Hi Diego,

Thanks for the detailed proposal, and apologies for the slow response
on the list. Picking it up now because your PR #66711
<https://github.com/apache/airflow/pull/66711> reviving the
work deserves a substantive reply rather than continued silence.

I want to be straightforward: I don't think this should land, and I
want to explain why in terms of project history rather than the
merits of the specific diff.

MariaDB as a metadata backend has been discussed on this list at
least three times in the past five years, and the answer has
consistently been the same. A few of the relevant threads:

* 2021-07: a user hit Galera/HAProxy connection-drop hangs.
  Project position was stated as "we do not have MariaDB
  support... we even discourage people from using MariaDB because
  we do not run tests with either version in our CI."
  https://lists.apache.org/thread/hpxgzzw5mfjgl5b5twj0rjm3xb9r5cx2

* 2021-11 "Elephant in the room - MySQL", triggered by an earlier
  MariaDB-compat PR (#18506). Explicit -1s from several committers
  (Ash and I included) against officially adopting MariaDB. The
  net outcome was to keep the status quo.
  https://lists.apache.org/thread/dp78j0ssyhx62008lbtblrc856nbmlfb

* 2022 documentation change (#24556) baked the position into the
  prerequisites docs.
  https://github.com/apache/airflow/pull/24556

* 2023-08 "Drop MsSQL" used MariaDB as the precedent for "we
  deliberately don't support this DB", and the same reasoning was
  then applied to drop MsSQL.

▶ _DATASET RECORDS_
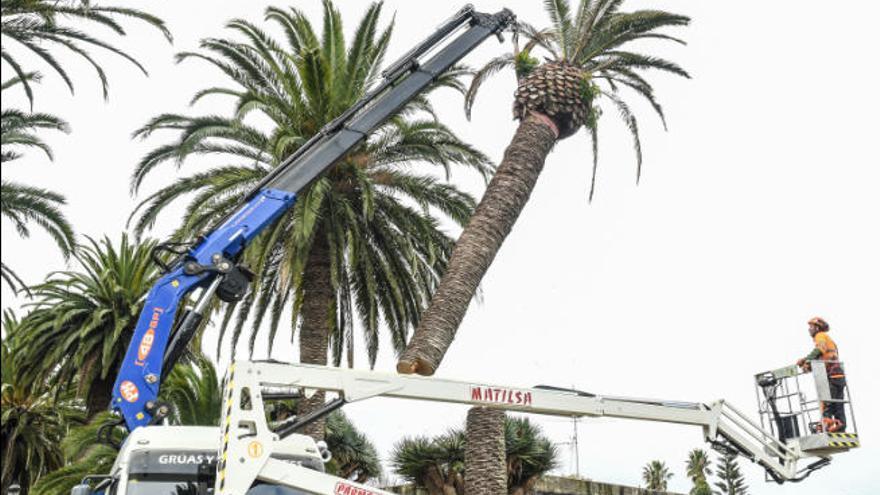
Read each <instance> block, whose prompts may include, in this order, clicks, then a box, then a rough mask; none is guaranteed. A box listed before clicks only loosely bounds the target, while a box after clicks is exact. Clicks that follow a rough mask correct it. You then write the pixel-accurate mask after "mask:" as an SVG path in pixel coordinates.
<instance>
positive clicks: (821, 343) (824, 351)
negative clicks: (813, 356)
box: [813, 332, 843, 378]
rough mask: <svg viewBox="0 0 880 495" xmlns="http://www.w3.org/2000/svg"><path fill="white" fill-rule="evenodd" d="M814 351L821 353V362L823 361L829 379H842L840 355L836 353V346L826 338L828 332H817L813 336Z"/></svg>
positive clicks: (828, 339) (836, 349)
mask: <svg viewBox="0 0 880 495" xmlns="http://www.w3.org/2000/svg"><path fill="white" fill-rule="evenodd" d="M813 342H815V343H816V349H818V350H819V351H820V352H821V353H822V361H825V369H826V370H827V371H828V376H829V377H831V378H843V367H841V366H840V363H839V361H840V355H839V354H838V352H837V344H835V343H834V340H832V339H831V337H829V336H828V332H819V333H817V334H816V335H815V336H813Z"/></svg>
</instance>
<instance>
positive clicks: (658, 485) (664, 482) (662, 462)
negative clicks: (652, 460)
mask: <svg viewBox="0 0 880 495" xmlns="http://www.w3.org/2000/svg"><path fill="white" fill-rule="evenodd" d="M670 479H672V472H671V471H669V468H668V467H667V466H666V463H665V462H663V461H651V462H649V463H648V464H646V465H645V467H643V468H642V481H644V482H645V488H647V489H648V490H662V491H665V490H666V488H667V486H668V484H669V480H670Z"/></svg>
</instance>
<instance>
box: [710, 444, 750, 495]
mask: <svg viewBox="0 0 880 495" xmlns="http://www.w3.org/2000/svg"><path fill="white" fill-rule="evenodd" d="M736 457H737V454H736V453H731V454H729V455H724V456H721V460H720V461H719V462H718V469H716V470H715V475H716V476H717V477H718V481H716V482H715V483H714V484H715V487H716V488H718V490H717V493H718V494H719V495H748V493H749V487H748V485H746V479H745V476H743V474H742V472H741V471H740V469H739V463H737V462H736Z"/></svg>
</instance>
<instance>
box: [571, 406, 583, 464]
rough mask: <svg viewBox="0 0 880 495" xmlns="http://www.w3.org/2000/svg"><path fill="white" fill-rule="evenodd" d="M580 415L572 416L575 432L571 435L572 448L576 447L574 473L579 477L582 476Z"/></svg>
mask: <svg viewBox="0 0 880 495" xmlns="http://www.w3.org/2000/svg"><path fill="white" fill-rule="evenodd" d="M578 420H579V419H578V417H577V416H572V418H571V426H572V429H573V434H572V437H571V444H572V448H573V449H574V475H575V477H577V478H580V477H581V454H580V449H579V448H578V432H577V430H578V428H577V427H578Z"/></svg>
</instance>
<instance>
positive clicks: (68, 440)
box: [30, 412, 124, 495]
mask: <svg viewBox="0 0 880 495" xmlns="http://www.w3.org/2000/svg"><path fill="white" fill-rule="evenodd" d="M114 419H115V418H114V416H113V415H112V413H110V412H102V413H100V414H97V415H96V416H95V417H94V418H92V420H91V421H89V422H88V423H86V424H84V425H80V426H75V427H72V428H71V429H70V430H69V432H68V433H67V435H66V436H65V437H64V440H63V441H62V442H61V448H62V450H63V452H64V459H65V464H64V467H61V468H59V469H56V470H55V471H52V472H50V473H48V474H46V475H45V476H43V477H42V478H40V480H39V481H38V482H37V483H36V484H34V485H33V487H32V488H31V492H30V493H31V495H68V494H69V493H70V490H71V489H72V488H73V487H74V486H76V485H78V484H79V483H81V482H82V479H83V478H85V477H86V476H88V475H92V474H102V473H109V472H110V468H111V467H112V466H113V462H114V461H115V460H116V456H117V454H118V453H119V452H118V451H117V450H116V448H115V447H113V446H111V445H110V444H108V443H104V442H99V441H98V440H97V439H98V434H99V430H100V429H101V428H102V427H104V425H106V424H107V423H108V422H112V421H113V420H114ZM112 433H113V441H114V442H116V443H117V444H121V443H122V440H123V439H124V436H123V433H122V431H120V429H116V430H114V431H113V432H112Z"/></svg>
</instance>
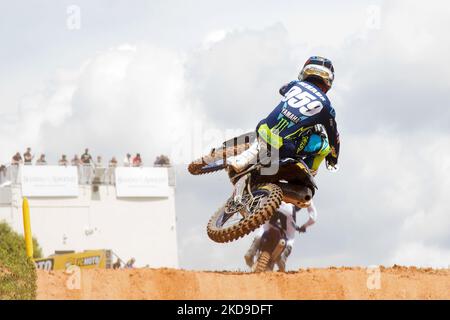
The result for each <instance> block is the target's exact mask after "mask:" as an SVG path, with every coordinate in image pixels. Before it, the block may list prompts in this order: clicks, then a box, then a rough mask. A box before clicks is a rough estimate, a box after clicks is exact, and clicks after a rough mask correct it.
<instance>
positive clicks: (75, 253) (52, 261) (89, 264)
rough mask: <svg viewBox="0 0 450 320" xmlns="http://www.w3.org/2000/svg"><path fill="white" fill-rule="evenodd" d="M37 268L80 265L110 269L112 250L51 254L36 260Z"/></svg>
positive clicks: (95, 250) (110, 265) (43, 269)
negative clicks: (40, 258)
mask: <svg viewBox="0 0 450 320" xmlns="http://www.w3.org/2000/svg"><path fill="white" fill-rule="evenodd" d="M34 263H35V264H36V268H38V269H42V270H47V271H49V270H65V269H67V268H68V267H70V266H78V267H80V268H82V269H92V268H99V269H109V268H111V251H110V250H93V251H85V252H81V253H67V254H61V255H55V256H50V257H48V258H44V259H36V260H35V261H34Z"/></svg>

▶ _EXERCISE SET_
1. Rename "rough mask" to "approximate mask" in the lines of the records between the one holding "351L821 353V362L823 361L829" and the one holding "positive clicks: (828, 339) (836, 349)", inclusive, and give those lines back with nothing else changed.
2. Write the next part of the mailing-list reply about MariaDB as an Airflow metadata backend, starting after its final sentence.

▶ _ANSWERS FOR THE EXERCISE_
1.
approximate mask: <svg viewBox="0 0 880 495" xmlns="http://www.w3.org/2000/svg"><path fill="white" fill-rule="evenodd" d="M814 351L821 353V362L823 361L829 379H842L840 355L836 353V346L826 338L828 332H817L813 336Z"/></svg>
positive clicks: (828, 339) (836, 349)

2.
  https://lists.apache.org/thread/r06j306hldg03g2my1pd4nyjxg78b3h4

So this isn't a fresh question; it's a recurring one, and the
constraint hasn't moved unfortunately.

The blocker is mainly structural: we
have already been through removing an under-supported backend
(MsSQL) and we remember what that cost users. Adding another one
without a committed group of maintainers behind it would be a
near-certainty to repeat that.

Sorry for the unenthusiastic answer after the work you've put in.
I'd rather say this clearly now than have you keep rebasing through
another release cycle while waiting for the silence to break in a
different directions.

Regards,
Kaxil

On Tue, 7 Apr 2026 at 14:30, Diego Dupin <[email protected]> wrote:

> Hi all,
>
> I'd like to start a discussion about adding MariaDB as a supported database
> backend for Apache Airflow, alongside the existing MySQL and PostgreSQL
> backends.
>
> ## Summary
>
> This proposal shows all the changes needed to support MariaDB. All core
> tests pass on LTS versions of both MySQL and MariaDB.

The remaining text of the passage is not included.